Passage shown -
Saturday morning, I met my young "several times removed" cousin Sarah, from the Barrett side of the family, for brunch. This was the first time I met Sarah and she is a delightful young woman. We got an outside table at "Succotash" in the City Market and I ordered what turned out to be the biggest, hub-cap-size blueberry pancake ever! It was yummy. I think it's fun to note that this place also has some of the strongest, but very good, coffee I've ever had at any restaurant. Even my mom, who is a die-hard strong black coffee addict, had to add cream, when we went there in the past! Sarah and I had a nice chat and then it was time for me to attend the dance workshops at Swing Salsa Tango, which lasted from noon until about 3:30. I was up very late (early?) and hadn't gotten much sleep so it was a bit of a struggle to make it through the lessons. Peter Strom is a great instructor and we started out with The Big Apple routine and went on to work on lindy basics, swing out moves and connection.

I really, really wanted to take a nap, But I visited a really cool architectural salvage place, and then decided to visit another cousin and her daughter at the Irish import shop they own, Sheehan's, on Westport Road, just up the street from my hotel. Sadly, Peggy, who is in her 70s,

is showing beginning signs of dementia, even though I have visited her quite a few times in the past, the last only about 1 1/2 years ago. She did not remember me at all. Her daughter Kate said Peggy is not accepting yet that she is having memory issues. It was great to see them both, though, and I just love browsing through the many rooms of wonderful stuff. I bought a small Belleek porcelain box with a Celtic design to add to my collection, and some wonderful Irish tea and "biscuits" (cookies).
For dinner, I decided on a Thai restaurant called Lulu's which I had driven past a few times on my way to and from the dance and workshops. I enjoyed some satay, Tom Yum soup (which was a little too spicy even for me) and steamed seafood dumplings! The waitress was terrific and friendly. It turns out she has family in Bellevue and I encouraged her to come up to Omaha for a visit!

Record list -
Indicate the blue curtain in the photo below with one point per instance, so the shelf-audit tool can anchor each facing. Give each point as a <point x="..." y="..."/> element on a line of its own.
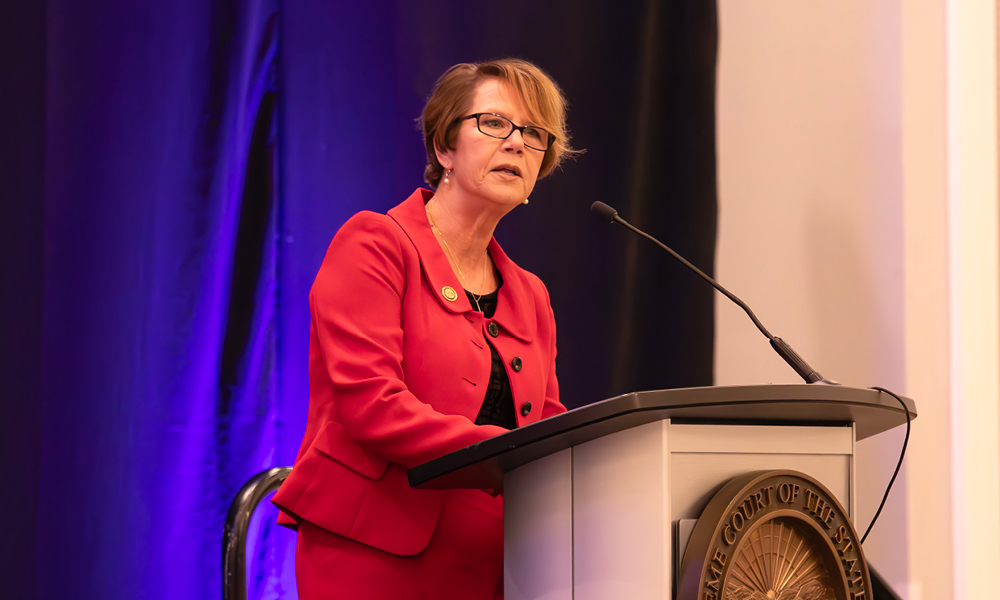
<point x="173" y="174"/>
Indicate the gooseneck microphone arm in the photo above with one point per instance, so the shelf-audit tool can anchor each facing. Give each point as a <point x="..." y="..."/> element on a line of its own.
<point x="807" y="373"/>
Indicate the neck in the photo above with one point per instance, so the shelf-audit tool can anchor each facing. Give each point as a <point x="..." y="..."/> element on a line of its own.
<point x="466" y="231"/>
<point x="464" y="239"/>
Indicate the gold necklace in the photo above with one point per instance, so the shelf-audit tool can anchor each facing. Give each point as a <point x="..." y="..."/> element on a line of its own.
<point x="465" y="283"/>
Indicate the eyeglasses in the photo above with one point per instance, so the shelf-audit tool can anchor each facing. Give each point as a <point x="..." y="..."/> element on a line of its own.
<point x="494" y="125"/>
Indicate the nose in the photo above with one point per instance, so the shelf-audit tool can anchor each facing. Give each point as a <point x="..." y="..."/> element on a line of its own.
<point x="514" y="145"/>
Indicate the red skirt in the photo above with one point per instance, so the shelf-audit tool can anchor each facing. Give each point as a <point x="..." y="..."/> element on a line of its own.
<point x="462" y="561"/>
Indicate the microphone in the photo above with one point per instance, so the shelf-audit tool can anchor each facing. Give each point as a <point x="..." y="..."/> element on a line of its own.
<point x="807" y="373"/>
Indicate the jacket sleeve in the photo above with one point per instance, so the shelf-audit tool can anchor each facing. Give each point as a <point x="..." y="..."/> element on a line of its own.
<point x="553" y="406"/>
<point x="356" y="304"/>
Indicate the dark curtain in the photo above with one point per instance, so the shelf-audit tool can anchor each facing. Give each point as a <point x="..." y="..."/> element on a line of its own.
<point x="173" y="174"/>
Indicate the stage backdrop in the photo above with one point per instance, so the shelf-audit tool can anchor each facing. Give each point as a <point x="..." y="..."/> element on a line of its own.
<point x="173" y="172"/>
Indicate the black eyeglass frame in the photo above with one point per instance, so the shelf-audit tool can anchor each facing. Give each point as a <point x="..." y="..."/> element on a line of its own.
<point x="520" y="128"/>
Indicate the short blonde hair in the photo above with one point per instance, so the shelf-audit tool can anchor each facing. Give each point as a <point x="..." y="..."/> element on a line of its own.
<point x="452" y="97"/>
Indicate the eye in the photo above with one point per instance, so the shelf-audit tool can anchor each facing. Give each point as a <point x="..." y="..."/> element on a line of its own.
<point x="495" y="123"/>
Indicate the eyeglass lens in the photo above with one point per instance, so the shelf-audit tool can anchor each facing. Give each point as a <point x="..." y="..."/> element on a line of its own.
<point x="501" y="127"/>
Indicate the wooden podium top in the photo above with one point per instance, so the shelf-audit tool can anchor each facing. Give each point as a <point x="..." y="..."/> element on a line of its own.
<point x="482" y="465"/>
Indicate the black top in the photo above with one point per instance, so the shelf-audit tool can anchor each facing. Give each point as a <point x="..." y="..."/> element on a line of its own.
<point x="498" y="406"/>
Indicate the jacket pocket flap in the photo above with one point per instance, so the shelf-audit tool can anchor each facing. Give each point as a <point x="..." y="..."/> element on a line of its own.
<point x="335" y="442"/>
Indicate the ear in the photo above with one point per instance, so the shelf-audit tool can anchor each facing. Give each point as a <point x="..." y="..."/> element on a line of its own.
<point x="444" y="157"/>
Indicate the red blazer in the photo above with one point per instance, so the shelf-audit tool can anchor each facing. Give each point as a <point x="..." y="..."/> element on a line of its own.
<point x="398" y="372"/>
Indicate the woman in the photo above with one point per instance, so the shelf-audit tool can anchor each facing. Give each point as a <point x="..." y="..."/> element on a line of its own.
<point x="405" y="366"/>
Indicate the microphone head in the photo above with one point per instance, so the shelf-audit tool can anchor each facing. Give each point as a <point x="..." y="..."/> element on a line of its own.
<point x="604" y="211"/>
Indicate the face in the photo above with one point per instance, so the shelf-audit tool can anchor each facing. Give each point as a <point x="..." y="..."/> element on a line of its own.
<point x="499" y="171"/>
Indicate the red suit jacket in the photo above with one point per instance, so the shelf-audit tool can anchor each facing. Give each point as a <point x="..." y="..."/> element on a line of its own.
<point x="398" y="370"/>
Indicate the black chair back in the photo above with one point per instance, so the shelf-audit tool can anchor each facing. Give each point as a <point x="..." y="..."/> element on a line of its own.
<point x="234" y="540"/>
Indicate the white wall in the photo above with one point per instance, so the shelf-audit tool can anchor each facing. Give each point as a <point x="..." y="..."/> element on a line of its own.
<point x="857" y="186"/>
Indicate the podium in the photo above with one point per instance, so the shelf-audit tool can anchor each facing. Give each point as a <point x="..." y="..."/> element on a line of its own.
<point x="598" y="501"/>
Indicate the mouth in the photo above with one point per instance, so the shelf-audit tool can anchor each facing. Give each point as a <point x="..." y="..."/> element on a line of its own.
<point x="508" y="170"/>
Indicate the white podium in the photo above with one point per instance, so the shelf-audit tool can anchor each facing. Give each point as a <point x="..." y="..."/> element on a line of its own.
<point x="598" y="501"/>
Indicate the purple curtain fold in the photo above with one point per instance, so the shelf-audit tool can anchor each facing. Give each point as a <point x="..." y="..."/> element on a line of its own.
<point x="174" y="175"/>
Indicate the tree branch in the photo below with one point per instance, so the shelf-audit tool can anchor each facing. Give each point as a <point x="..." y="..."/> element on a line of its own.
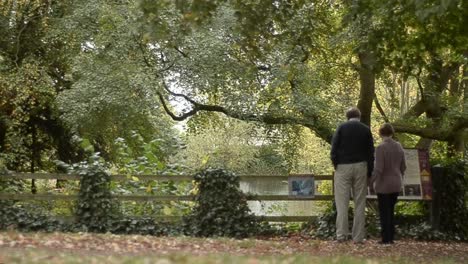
<point x="311" y="121"/>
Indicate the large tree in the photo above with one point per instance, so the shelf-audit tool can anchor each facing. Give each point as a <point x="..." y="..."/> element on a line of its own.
<point x="274" y="61"/>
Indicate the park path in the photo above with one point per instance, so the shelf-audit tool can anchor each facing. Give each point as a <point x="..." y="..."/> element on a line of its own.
<point x="417" y="251"/>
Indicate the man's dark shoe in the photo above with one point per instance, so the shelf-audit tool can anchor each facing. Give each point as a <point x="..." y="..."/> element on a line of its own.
<point x="385" y="243"/>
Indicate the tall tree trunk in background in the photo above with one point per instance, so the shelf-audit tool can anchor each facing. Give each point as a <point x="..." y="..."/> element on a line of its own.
<point x="367" y="81"/>
<point x="33" y="156"/>
<point x="3" y="129"/>
<point x="457" y="144"/>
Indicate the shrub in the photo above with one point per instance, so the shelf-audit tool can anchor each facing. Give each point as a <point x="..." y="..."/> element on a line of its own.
<point x="221" y="208"/>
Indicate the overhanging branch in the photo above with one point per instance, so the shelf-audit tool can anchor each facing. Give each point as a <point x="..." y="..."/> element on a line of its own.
<point x="311" y="122"/>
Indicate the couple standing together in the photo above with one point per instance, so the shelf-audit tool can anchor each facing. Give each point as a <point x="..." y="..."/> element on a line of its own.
<point x="352" y="155"/>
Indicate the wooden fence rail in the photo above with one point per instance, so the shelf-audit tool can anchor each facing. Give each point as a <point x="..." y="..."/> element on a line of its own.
<point x="144" y="198"/>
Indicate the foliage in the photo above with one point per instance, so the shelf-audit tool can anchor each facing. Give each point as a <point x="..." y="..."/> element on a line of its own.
<point x="240" y="147"/>
<point x="149" y="158"/>
<point x="451" y="189"/>
<point x="221" y="208"/>
<point x="94" y="209"/>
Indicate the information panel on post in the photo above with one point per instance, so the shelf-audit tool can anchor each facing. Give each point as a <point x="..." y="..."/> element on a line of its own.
<point x="301" y="186"/>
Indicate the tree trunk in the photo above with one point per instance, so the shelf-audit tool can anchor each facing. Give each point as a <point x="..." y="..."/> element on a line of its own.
<point x="3" y="129"/>
<point x="367" y="81"/>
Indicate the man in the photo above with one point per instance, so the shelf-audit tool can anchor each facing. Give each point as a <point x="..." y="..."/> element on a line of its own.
<point x="352" y="155"/>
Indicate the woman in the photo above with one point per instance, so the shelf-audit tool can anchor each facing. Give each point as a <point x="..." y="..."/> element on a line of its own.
<point x="387" y="179"/>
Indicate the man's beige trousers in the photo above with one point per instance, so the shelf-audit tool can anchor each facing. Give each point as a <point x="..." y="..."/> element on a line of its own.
<point x="351" y="179"/>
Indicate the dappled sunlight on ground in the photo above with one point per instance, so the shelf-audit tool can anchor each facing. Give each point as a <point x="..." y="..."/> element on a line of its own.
<point x="18" y="247"/>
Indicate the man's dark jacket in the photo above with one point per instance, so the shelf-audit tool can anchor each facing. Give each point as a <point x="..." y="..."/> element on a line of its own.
<point x="353" y="143"/>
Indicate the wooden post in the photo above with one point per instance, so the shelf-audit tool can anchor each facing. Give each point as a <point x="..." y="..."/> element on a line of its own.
<point x="437" y="180"/>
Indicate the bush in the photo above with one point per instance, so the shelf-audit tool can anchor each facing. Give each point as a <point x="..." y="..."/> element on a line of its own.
<point x="221" y="208"/>
<point x="95" y="209"/>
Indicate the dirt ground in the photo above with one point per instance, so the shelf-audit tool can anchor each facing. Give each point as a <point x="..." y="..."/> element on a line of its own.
<point x="410" y="250"/>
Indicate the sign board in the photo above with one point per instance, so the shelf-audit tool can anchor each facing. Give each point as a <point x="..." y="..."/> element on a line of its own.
<point x="417" y="183"/>
<point x="301" y="186"/>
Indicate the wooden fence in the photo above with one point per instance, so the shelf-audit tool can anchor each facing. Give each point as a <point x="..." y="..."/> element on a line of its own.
<point x="176" y="178"/>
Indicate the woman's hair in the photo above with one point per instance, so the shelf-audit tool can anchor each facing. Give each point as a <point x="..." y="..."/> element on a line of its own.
<point x="353" y="112"/>
<point x="386" y="130"/>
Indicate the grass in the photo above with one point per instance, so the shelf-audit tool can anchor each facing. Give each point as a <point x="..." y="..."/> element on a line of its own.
<point x="30" y="256"/>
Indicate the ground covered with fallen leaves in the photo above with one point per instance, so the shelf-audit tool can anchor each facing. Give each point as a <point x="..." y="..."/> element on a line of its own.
<point x="18" y="247"/>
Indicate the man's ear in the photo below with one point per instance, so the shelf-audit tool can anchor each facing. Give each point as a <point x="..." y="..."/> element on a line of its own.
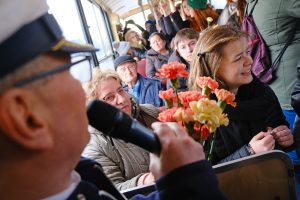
<point x="23" y="121"/>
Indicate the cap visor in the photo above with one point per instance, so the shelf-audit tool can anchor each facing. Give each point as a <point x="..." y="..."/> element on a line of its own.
<point x="71" y="47"/>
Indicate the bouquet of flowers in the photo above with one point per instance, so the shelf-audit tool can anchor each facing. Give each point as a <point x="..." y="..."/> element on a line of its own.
<point x="195" y="110"/>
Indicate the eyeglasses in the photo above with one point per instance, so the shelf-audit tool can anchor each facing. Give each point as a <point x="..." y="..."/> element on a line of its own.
<point x="112" y="97"/>
<point x="134" y="36"/>
<point x="128" y="67"/>
<point x="80" y="69"/>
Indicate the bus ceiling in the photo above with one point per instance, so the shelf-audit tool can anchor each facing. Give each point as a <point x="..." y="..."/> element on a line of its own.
<point x="125" y="8"/>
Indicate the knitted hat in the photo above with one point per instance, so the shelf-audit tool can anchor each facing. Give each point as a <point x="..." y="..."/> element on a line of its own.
<point x="198" y="4"/>
<point x="121" y="47"/>
<point x="122" y="59"/>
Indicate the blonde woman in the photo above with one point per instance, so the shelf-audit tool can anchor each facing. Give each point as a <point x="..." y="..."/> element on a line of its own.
<point x="257" y="123"/>
<point x="125" y="164"/>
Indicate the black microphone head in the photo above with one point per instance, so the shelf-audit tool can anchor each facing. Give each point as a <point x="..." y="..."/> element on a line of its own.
<point x="108" y="119"/>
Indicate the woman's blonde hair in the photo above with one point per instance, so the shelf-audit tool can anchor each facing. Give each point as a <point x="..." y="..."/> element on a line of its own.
<point x="207" y="55"/>
<point x="92" y="87"/>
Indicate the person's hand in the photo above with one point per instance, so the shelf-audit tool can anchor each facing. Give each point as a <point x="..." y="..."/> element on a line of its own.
<point x="262" y="142"/>
<point x="283" y="136"/>
<point x="172" y="5"/>
<point x="130" y="21"/>
<point x="177" y="149"/>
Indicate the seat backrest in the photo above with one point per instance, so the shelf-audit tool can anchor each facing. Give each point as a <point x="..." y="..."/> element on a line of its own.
<point x="141" y="67"/>
<point x="269" y="175"/>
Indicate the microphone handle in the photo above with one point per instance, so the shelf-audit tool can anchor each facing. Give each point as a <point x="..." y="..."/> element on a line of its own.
<point x="143" y="137"/>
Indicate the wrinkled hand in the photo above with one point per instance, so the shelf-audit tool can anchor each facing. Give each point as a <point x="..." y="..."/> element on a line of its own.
<point x="130" y="21"/>
<point x="177" y="149"/>
<point x="262" y="142"/>
<point x="283" y="136"/>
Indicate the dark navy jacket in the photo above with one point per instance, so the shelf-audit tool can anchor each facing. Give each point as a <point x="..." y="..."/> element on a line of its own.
<point x="149" y="91"/>
<point x="195" y="181"/>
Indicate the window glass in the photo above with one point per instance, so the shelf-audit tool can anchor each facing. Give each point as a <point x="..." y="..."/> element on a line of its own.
<point x="68" y="19"/>
<point x="97" y="29"/>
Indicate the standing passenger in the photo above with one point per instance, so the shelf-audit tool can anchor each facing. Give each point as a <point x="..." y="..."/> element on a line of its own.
<point x="158" y="54"/>
<point x="184" y="43"/>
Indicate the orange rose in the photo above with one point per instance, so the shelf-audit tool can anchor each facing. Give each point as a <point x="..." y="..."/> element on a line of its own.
<point x="189" y="96"/>
<point x="167" y="115"/>
<point x="168" y="94"/>
<point x="225" y="95"/>
<point x="207" y="82"/>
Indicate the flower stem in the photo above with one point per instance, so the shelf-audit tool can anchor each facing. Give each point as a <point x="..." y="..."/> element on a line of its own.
<point x="212" y="144"/>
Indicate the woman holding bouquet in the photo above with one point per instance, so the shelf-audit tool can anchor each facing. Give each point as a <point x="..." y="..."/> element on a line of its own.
<point x="257" y="123"/>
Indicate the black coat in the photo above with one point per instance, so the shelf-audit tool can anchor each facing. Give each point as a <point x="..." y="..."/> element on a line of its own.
<point x="197" y="181"/>
<point x="257" y="108"/>
<point x="296" y="105"/>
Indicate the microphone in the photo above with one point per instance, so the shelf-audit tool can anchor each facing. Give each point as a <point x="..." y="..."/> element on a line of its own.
<point x="115" y="123"/>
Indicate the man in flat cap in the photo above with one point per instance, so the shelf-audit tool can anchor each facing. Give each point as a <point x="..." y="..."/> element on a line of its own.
<point x="144" y="90"/>
<point x="43" y="122"/>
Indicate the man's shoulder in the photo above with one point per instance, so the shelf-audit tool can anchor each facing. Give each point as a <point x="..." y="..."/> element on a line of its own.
<point x="86" y="190"/>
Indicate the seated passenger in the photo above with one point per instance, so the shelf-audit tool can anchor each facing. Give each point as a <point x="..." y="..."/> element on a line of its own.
<point x="145" y="90"/>
<point x="233" y="13"/>
<point x="184" y="43"/>
<point x="125" y="164"/>
<point x="158" y="54"/>
<point x="257" y="123"/>
<point x="137" y="44"/>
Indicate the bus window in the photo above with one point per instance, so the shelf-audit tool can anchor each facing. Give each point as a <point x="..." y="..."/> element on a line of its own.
<point x="68" y="19"/>
<point x="98" y="29"/>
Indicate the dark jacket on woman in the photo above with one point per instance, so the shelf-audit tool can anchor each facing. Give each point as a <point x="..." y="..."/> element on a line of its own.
<point x="149" y="91"/>
<point x="277" y="21"/>
<point x="296" y="105"/>
<point x="154" y="61"/>
<point x="257" y="108"/>
<point x="171" y="24"/>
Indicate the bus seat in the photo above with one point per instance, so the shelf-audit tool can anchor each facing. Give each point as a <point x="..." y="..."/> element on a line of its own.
<point x="268" y="175"/>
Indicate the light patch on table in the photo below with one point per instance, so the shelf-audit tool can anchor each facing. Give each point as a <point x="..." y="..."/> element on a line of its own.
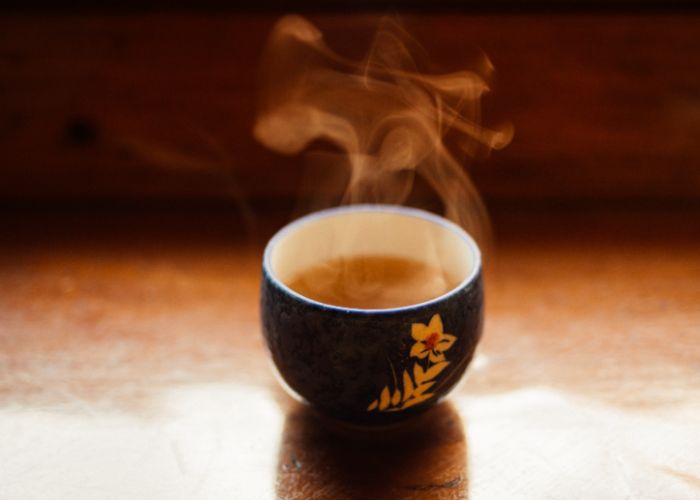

Written request 1 -
List every line of the records above that contains the string "park", matching case exactly.
Written request 2 -
Continue the weekend account of brunch, dance workshops and family visits from the point where it ends above.

Answer 1 -
Indicate the park path in the photo above with one point per instance, so the shelf-audit tool can anchor each facing. Give each point as a <point x="..." y="..."/> element on a line of its own.

Answer 2 -
Then it was time to get cleaned up for the Saturday night dance, which was held at the old Firestone building on 20th and Grand. The building appears to be under renovation and our dance venue was disappointing: a 5th floor room with a raised dance floor, not very clean and rather dusty, with little seating and absolutely no air conditioning. It had been a hot day and once people got dancing, it was almost unbearably hot in there. Some more familiar faces were there; Hilary and Sam from KC, and Brian and Josie from Omaha. At least the view was great.











The highlight of the whole event, I think, was the wonderful lindy hop routine put on by "The Swingsters"! However, I only got to dance maybe 2 or 3 times, so I decided to leave early and just head back to the hotel.

I was exhausted and slept like the dead that night! A comfy bed with cool sheets and lots of pillows helped! The hotel provided a casual breakfast buffet and then I packed up and set out for some sight-seeing. It was quite hot again and I wasn't enthusiastic about the idea of an outside dance/picnic, which was the final event of the weekend. I chose to go to see the Thomas Hart Benton (1889-1975) mansion first. He was a famous American Regionalist painter, sculptor, lecturer and writer. Joslyn Art Museum in Omaha does display one of his paintings. I was the only tourist, and the guide took me on a very informative tour of the house and studio. The home was situated in a beautiful older neighborhood with lots of big shady trees. I also discovered that the house next door was a Frank Lloyd Wright-designed home. He and Benton were acquaintances.


From there, I visited the World War I memorial, which is beautiful and thought-provoking. For some reason, of which I am not sure, the "eternal" flame at the top of the tower is no longer lit. Afterwards, I headed on to the famous 18th and Vine area, which was where the dance/picnic was held. I did stop by, but there were only a handful of people and no one dancing. I stayed for a few minutes, then went on to check out the American Jazz Museum and the Negro Leagues Baseball Museum, which are housed in a building just off of 18th and Vine. Both were really interesting. Too bad the "Blue Room" jazz club in the museum was not open, I would've loved to hear some great live blues and jazz music! That will be something to do on my next trip to K.C.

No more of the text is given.